→ **What to do**
Pick up the forum thread about a culinary student looking for kitchen work in Chicago and carry it on from its last line.

→ **Reading text**
The only concern is that I am currently working full time in the loop. While I am willing to go right from work to a kitchen and also I can work on weekends, I was worried that chef's would prefer that I arrive earlier to help with prep for dinner...

I have worked at the Outpost and found the experience really educational. 

I decided that I would send out letters, e-mails, etc. asking to work in a kitchen. Suzy Crofton was very receptive but mentioned that she currently has an extern at her restaurant and no positions are available. I also sent an e-mail to Charlie Trotters and they mentioned that they do not let people stage, but if I wanted to donate $500 to the Charlie Trotter Culinary Foundation, I can work for a week!! What is that all about?

Sorry my post is rather long, but I thought this would be the best place to ask for advice. Is there any chef out there in Chicago that would be interested in a lowly culinary student to do anything in the kitchen?

Thanks,

Paul


----------



## layjo (Oct 12, 1999)

Have you tried to get some leads or advice from any of your instructors at the school you attend? When I was in culinary school, I was able to get two good leads for an apprenticship and another good workplace. And I was a member of the ACF-TCA chapter in Houston which gave alot of alternatives also. We were a real close-nit group of chefs and cooks.

[This message has been edited by layjo (edited September 03, 2000).]


----------



## nicko (Oct 5, 2001)

Welcome to the Cafe Pleddy! Hey I am in Chicago and I went through the same exact thing you are going through. Don't be afraid to talk to the chefs. I would highly recommend talking with the chefs in person if possible. In all honesty, I would not recommend going to a place like Trotters. Not because it is a bad place, but because of why you will most likely end up doing. One of my friends did a stage there for 5 months and all he did was clean snow peas, shrimp, lettuce, and chop herbs. You do not need to spend five months in a place to learn how to do that. You want work at a place were you will actually be able to get you hands in the pot so to speak. I remember a few years back when I was heading to Europe, many people suggested not working at a Michelin three star like George Blanc. In the end I worked at a great Michelin one star and I actually got to cook, not just clean lettuce. And as for the $500.00 to work at Trotters that is nothing. You can pay up to $1000.00 to work for one week at George Blancs in Vonnas France







.

Remember, spend your training time wisely. You might be better off working in a place that is not so upscale, the experience will pay off.

------------------
Thanks,

Nicko
[email protected]


----------



## pleddy (Aug 9, 2000)

Source material
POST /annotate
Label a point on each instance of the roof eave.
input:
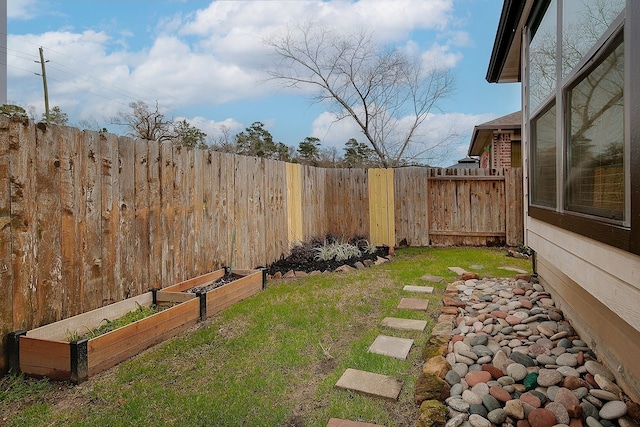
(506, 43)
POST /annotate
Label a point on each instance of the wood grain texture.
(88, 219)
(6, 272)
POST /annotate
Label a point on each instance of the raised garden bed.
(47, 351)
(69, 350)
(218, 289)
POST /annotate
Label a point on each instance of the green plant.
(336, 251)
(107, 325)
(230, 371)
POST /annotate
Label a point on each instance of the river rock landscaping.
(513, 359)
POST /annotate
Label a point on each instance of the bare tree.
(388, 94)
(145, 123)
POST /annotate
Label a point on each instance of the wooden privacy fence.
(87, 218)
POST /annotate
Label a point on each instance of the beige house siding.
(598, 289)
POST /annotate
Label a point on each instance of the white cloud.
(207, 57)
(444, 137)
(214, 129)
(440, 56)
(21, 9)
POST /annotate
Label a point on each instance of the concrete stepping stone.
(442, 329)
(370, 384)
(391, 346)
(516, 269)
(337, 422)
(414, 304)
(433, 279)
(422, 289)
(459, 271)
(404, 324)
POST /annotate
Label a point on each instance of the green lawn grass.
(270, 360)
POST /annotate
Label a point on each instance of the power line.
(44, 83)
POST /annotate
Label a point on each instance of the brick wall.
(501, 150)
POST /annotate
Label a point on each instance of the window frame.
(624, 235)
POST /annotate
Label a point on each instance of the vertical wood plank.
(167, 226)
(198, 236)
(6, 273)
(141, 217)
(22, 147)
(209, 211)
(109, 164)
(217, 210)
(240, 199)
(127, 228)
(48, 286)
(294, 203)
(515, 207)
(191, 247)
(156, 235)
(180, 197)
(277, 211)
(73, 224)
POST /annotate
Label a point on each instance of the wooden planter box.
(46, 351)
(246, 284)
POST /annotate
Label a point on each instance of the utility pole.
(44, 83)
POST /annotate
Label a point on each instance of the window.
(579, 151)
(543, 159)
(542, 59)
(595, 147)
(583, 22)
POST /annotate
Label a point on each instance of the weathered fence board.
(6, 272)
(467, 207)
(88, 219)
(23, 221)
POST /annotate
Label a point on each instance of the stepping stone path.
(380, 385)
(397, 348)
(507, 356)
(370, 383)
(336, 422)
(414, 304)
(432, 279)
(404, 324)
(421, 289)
--
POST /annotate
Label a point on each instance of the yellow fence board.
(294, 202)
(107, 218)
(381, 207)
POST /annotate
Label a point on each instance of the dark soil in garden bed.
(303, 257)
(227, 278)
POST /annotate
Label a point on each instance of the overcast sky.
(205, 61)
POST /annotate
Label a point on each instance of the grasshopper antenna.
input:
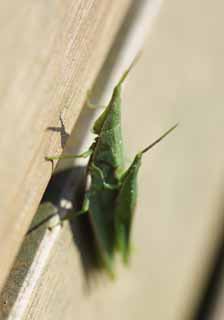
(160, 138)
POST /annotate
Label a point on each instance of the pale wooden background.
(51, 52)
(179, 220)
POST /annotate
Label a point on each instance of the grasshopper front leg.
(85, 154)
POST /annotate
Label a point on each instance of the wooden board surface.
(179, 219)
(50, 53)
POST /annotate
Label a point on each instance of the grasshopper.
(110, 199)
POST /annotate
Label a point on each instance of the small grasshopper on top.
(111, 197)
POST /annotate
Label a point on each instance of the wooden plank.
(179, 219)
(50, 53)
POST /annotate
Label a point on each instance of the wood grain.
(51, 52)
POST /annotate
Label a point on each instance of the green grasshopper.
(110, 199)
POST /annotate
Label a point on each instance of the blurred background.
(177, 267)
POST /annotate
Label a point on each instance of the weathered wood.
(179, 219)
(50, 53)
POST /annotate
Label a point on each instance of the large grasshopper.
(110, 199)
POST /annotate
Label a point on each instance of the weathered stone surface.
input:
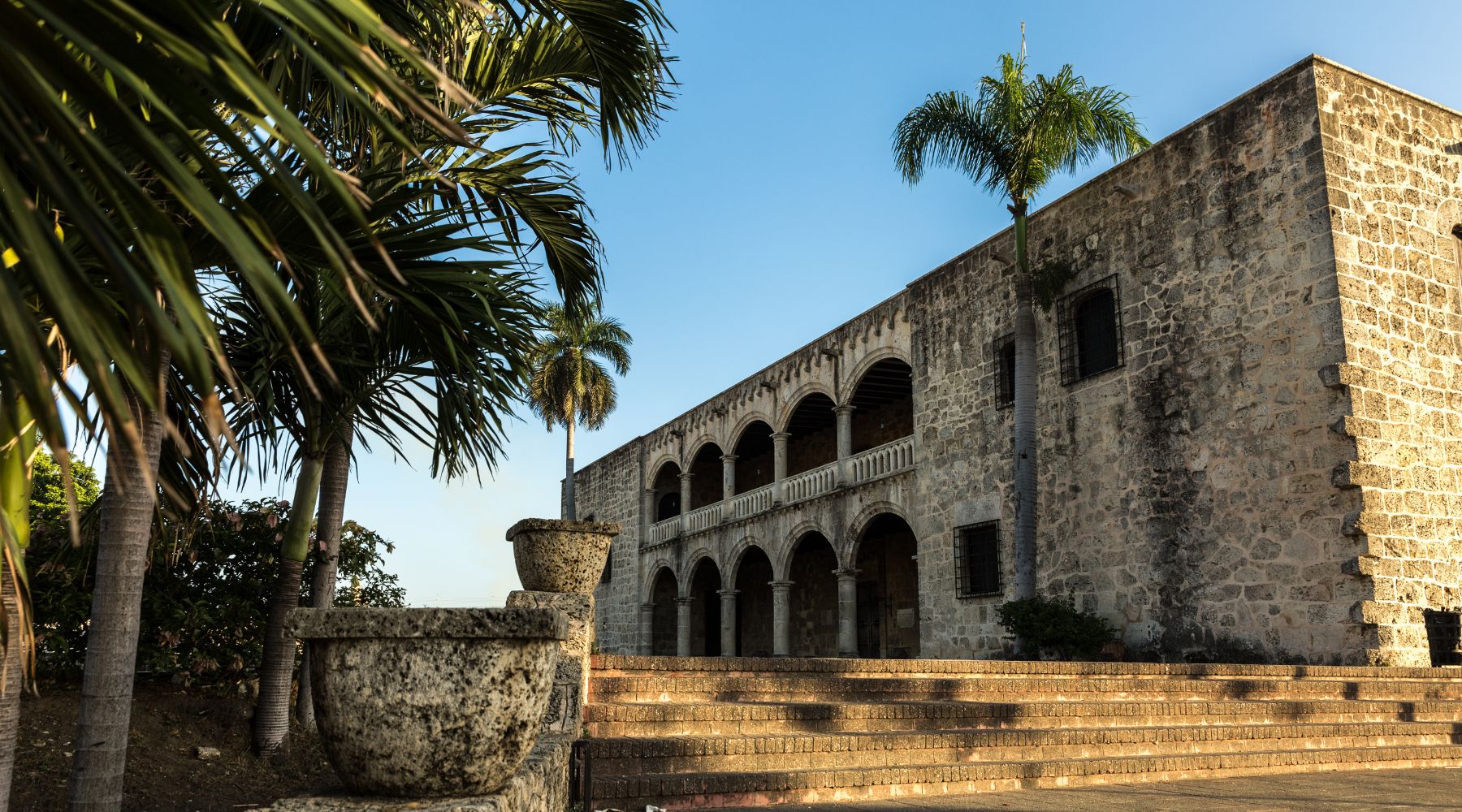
...
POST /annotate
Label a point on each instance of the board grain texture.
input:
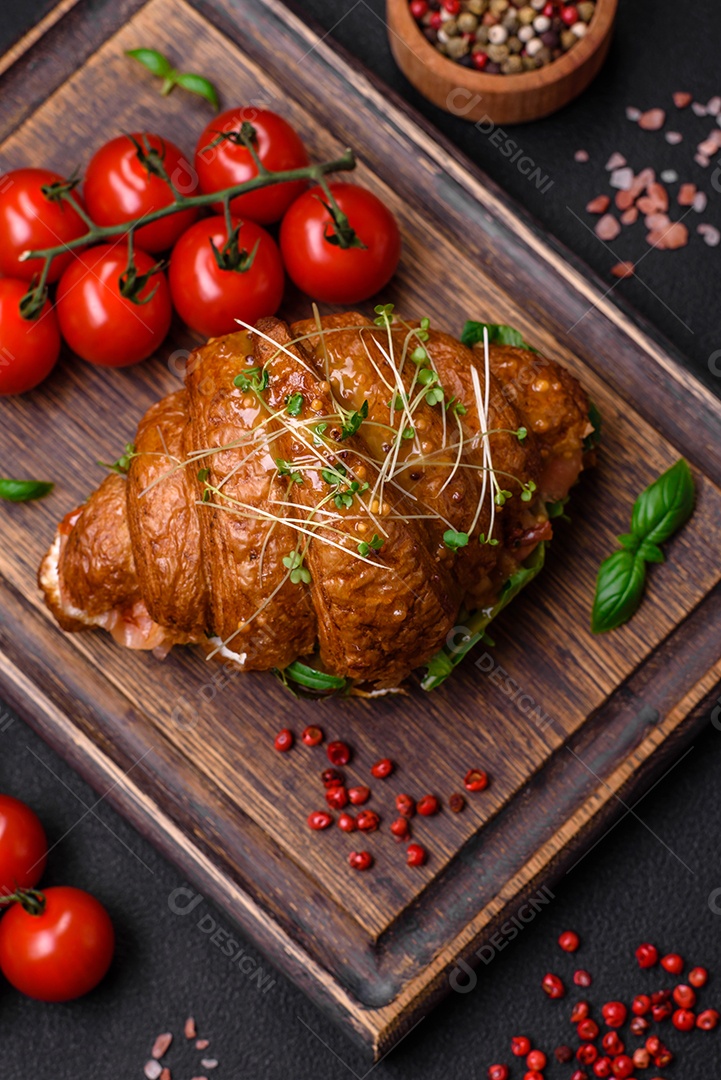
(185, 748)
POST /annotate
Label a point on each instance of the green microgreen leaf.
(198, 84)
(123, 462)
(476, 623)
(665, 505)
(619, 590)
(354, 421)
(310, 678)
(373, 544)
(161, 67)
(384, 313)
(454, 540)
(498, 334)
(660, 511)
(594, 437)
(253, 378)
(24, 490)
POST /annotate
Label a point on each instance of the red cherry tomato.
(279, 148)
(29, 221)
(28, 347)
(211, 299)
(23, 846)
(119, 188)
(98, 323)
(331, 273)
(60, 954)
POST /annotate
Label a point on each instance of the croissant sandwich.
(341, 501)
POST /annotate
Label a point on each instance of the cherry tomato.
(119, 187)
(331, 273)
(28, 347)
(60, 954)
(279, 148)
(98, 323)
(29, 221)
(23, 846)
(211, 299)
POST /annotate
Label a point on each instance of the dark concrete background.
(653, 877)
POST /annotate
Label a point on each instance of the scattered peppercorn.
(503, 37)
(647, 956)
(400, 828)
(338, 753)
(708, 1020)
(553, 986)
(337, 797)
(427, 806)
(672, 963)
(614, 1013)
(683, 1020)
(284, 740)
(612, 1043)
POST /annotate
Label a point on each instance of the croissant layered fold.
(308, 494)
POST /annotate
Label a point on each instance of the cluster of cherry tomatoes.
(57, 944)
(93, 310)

→ **Response**
Thank you for your responses to my post. A little post-script to my staging experience... My wife and I ate at Zealous (Michael Taus' restaurant now in the River- North area of Chicago). After our wonderful dinner, I asked for a tour of the kitchen. Where Chef Taus was very welcoming. I stated that I was a part time culinary student and told him what I wanted to do. Chef Taus said "hey, why don't you work a Saturday here, it will be a great experience."

I took him up on his offer, and two weeks later I was working in his kitchen...I was working in Pastry (yes, cutting up prep stuff) but when service came around, I was able to help out plating the sorbet, cheese, and dessert courses. Chef Taus also told me I can observe the hot line during slow periods in the pastry department.

At the end of the night, Chef Taus asked to see me and told me that he liked my attitude (and that skills can be taught) and he offered me to work on Fridays and Saturdays!

That was several weeks ago, and everything is going wonderful. I am learning everyday and my responsibilites are growing.

I doubt that everyone started this way. But, I think this is a wonderful way to start my culinary career.


----------



## layjo (Oct 12, 1999)

Congradulations on finding an a place to learn at, and Kudos and much respect for the Chef who invited you to observe and participate in daily actions of his kitchen. Hope everything works out great for you and your future, and also welcome to Cheftalk!


----------



## nicko (Oct 5, 2001)

Pleddy,

Believe it or not I went to highschool with Chef Taus. I have known him for a long time and he has really done well. He is a good chef to be working for as he is extremly dedicated and very passionate about his food. Keep your eyes open, and don't be afraid to ask questions (bring a notebook with you to work I used to when I was a stage in France, after service write it all down).

Please tell him I said hello.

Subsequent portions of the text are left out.